## [Job 1]
In the passage on the hmi imputation package, which approach does the package choose instead of joint modeling?
## [Job 2]
Copy out the stretch of the passage on the hmi imputation package from "The user just has" through "for this package.", word for word.
## [Job 3]
Write the next part of the passage on the hmi imputation package, picking up after its last sentence.

## [Extract provided]

##########

The user just has to pass the data to the main function and, optionally, his analysis model. Basically the package then translates this analysis model into commands to impute the data according to it with functions from mice
, MCMCglmm
or routines build for this package.
The main function that wraps up all sub functions is hmi
.
In the most simple case, the user just passes his data
to hmi
. In this case all variables with missing values are imputed based on a single level imputation model including the other variables. The situation, for which the package was built for, is that the user additionally passes his analysis model as model_formula
to hmi
(and defines more details if he wants to). The function then analyzes the model_formula
, checks whether it suits to the data given and runs some other checks on the data given (size of the data, number of remaining observations etc.).
Principally there are two strategies to impute missing data. One is the joint modeling approach. It assumes a joint distribution of the variables and draws values based on this distribution. For this package we see this approach not to be suitable and therefore choose the sequential regression approach. It imputes variables step by step until convergence.
As a starting point, all variables with missing values are imputed by samples of observed values in this variable. After this is done, hmi
starts with the actual, adequate imputation: the first variable with missing values is selected and imputed based on the other variables with an imputation model congenial to the model_formula
. Dependent on the situation this can either be a single level or a multilevel model. As different classes of variables require different classes of imputation routines, hmi
also determines which type the variable is of (continuous, binary etc. all supported types are listed below).

##########

## [Information supplied]
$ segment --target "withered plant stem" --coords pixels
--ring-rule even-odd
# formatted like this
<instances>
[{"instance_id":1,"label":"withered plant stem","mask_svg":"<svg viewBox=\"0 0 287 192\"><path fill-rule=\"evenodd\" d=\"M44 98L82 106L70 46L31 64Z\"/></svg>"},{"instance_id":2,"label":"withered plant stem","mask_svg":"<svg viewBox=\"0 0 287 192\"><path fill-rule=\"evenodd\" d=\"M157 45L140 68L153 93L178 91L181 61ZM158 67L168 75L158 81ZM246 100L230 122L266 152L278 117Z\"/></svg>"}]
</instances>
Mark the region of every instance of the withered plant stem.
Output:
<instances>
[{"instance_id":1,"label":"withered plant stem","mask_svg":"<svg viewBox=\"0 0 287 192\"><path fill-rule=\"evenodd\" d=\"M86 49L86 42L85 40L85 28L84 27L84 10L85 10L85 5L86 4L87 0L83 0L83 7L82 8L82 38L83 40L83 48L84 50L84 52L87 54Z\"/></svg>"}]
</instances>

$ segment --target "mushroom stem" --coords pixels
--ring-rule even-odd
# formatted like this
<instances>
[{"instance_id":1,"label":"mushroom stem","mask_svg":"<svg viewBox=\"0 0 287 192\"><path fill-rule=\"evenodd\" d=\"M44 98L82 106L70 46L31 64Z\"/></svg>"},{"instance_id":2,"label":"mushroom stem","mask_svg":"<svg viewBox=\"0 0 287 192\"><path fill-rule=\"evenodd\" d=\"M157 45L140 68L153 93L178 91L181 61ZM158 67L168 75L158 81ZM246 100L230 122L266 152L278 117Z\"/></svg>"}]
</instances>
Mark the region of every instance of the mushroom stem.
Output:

##########

## [Task response 1]
The sequential regression approach.

## [Task response 2]
The user just has to pass the data to the main function and, optionally, his analysis model. Basically the package then translates this analysis model into commands to impute the data according to it with functions from mice
, MCMCglmm
or routines build for this package.

## [Task response 3]
Then the next incomplete variable is imputed based on this firstly imputed variable and the other (yet only sample-imputed) variables. Then the third, fourth, … incomplete variable is imputed. The process of imputing all incomplete variables once is called a cycle. Now, a next cycle can begin, imputing the first variable again, but this time based on the other variables which now (once) have been imputed adequately. After maxit
cycles, the current state of the variables is stored, building one imputation. Then the process starts again, until M
imputed data sets are present.
hmi
The package is build to be compatible with mice
; especially with regard the output. hmi
returns, like mice
, a so-called mids
-object (multiply imputed data set).
This allows the user, familiar with mice
to use functions designed for mice
-outputs without switching barriers. For example, running the generic plot()
-function on a mids
-object calls the function plot.mids
showing the means and variances of the imputed variables over the different imputations, regardless whether the mids
-object came from mice
or hmi
. Or he could call the complete
-function delivered by mice
to get a completed data set where the NAs are replaced by the imputed values.
Different variable types require different imputation routines. For example for binary variables it would be unpleasant to impute other values than 0
and 1
. And factor variables with levels "A"
, "B"
and "C"
need an imputation routine different to the ones for binary and continuous variables.
To determine which imputation routine shall be used, we first have to decide whether a single level or multilevel model shall be used. This decision is mainly based on the model_formula
given by the user. The formula is decomposed into its fixed effects, random effects and cluster variable parts (if present). If the cluster variable and the random effect variables are actually present in the data set and available in the moment of imputation, a multilevel model is run. In all other cases (i.e. not available or not specified) a single level model is run.
The second question is which type the variable is of. We distinguish eight different types of variable. The next sections describe how we assign a type to a variable and how the imputation model works for these types. For some special cases the rules of assignment might give unwanted results. Therefore the user can specify the types of the variables in advance by setting up a list_of_types
. Section Pre-definition of the variable types explains how this is done.
MCMCglmm
assumes for each type of variable, that there is a latent variable \(l\) present which can be expressed by fix and random effects. So \(l = X \cdot \beta + Z \cdot u + \varepsilon\) (cf. Hadfield 2010 eq. 3). The probability of observing \(y_i\) is conditioned on \(l_i\): \(f_i(y_i|l_i)\), with \(f_i\) being the probability density function (pdf) for \(y_i\). More about the theory behind MCMCglmm
can be found in the below.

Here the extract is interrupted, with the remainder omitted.